Please find every line below that includes "baluster" and report how many there are. Nothing else is needed.

• _Information provided_
::::::
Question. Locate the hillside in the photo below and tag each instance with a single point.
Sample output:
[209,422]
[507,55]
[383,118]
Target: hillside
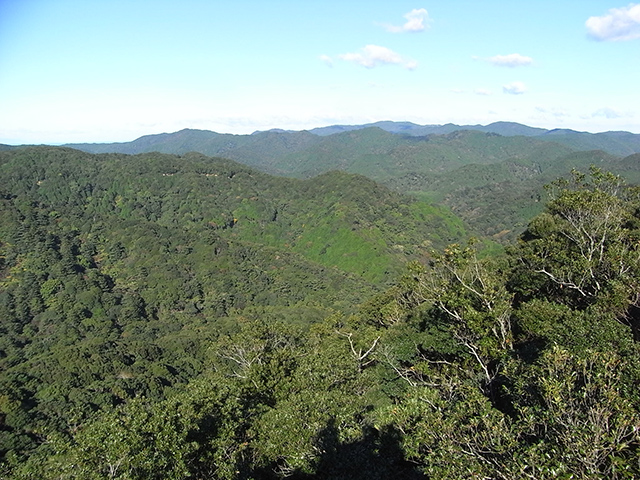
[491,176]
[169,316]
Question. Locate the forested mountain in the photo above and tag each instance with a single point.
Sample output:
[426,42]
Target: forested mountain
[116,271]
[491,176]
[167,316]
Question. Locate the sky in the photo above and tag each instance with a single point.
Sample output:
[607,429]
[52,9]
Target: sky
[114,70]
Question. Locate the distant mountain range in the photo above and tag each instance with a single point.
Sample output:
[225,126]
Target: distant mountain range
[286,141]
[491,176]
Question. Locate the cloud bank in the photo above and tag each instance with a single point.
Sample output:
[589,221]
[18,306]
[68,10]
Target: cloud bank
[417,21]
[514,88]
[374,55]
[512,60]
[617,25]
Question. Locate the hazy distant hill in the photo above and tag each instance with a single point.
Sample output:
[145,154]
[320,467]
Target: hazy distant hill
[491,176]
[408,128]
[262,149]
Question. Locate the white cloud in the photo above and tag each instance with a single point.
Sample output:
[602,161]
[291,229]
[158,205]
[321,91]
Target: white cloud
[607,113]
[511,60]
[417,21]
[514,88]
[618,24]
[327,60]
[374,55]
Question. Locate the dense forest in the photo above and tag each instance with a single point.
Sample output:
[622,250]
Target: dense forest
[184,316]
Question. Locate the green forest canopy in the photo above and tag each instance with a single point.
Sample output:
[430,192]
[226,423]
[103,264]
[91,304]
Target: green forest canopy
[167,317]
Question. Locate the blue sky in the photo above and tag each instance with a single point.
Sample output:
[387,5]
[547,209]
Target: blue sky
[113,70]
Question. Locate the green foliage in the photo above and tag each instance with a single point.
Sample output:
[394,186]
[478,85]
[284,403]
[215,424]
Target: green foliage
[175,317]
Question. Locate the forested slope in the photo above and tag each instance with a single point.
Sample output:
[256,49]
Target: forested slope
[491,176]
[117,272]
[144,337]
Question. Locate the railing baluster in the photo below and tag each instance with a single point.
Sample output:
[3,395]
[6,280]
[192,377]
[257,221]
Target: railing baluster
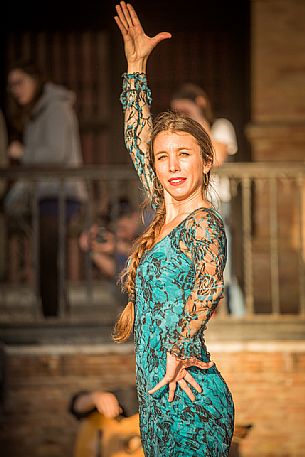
::::::
• _Exercise solution_
2